╭─ Supplied data
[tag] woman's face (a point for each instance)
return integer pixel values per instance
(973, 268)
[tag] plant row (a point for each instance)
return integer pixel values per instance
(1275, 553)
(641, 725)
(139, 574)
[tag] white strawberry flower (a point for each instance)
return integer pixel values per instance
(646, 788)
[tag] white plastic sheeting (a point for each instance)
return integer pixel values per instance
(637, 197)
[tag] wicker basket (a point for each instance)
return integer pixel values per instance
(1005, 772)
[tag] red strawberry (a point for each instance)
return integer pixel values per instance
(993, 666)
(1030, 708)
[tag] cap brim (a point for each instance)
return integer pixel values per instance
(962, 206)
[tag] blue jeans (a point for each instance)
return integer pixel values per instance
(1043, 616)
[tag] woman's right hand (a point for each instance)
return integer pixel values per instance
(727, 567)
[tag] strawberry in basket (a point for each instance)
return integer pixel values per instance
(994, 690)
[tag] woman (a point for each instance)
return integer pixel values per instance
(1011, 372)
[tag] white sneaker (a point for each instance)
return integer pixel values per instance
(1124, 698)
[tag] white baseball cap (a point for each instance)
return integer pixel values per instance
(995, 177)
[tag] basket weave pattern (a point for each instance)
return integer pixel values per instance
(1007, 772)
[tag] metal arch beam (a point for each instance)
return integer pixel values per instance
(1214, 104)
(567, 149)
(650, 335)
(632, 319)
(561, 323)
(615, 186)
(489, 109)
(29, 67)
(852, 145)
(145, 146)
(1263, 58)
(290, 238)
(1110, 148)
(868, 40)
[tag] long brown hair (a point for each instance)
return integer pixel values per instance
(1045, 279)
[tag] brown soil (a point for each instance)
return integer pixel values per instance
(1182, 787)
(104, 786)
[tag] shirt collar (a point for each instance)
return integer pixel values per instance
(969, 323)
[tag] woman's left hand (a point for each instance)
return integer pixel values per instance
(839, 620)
╰─
Exercise description
Return every line of the material exactly as it appears, from the line containing "[tag] white strawberry" down to the line containing "(1124, 698)", including both of those lines.

Complete response
[tag] white strawberry flower (a point for each instance)
return integer pixel values per instance
(646, 788)
[tag] white plastic sheeting (a point for each instance)
return integer pixel values per instance
(637, 197)
[tag] wicker basket (a point for each instance)
return integer pixel values per instance
(1005, 772)
[tag] red strawberry (a point for each instance)
return integer pixel values per instance
(993, 666)
(1030, 708)
[tag] cap brim (a point for each instance)
return integer pixel values per instance
(962, 206)
[tag] blue jeans (a point for each instance)
return integer pixel values per instance
(1043, 616)
[tag] woman's right hand (a point for each instance)
return integer pixel values per instance
(727, 567)
[tag] strawberry in basket (a point for each instance)
return integer pixel values per instance
(994, 690)
[tag] woman (a point for each instance)
return integer pixel values per instance
(1011, 372)
[tag] white sneaker (a point for each instance)
return integer pixel values per instance
(1124, 698)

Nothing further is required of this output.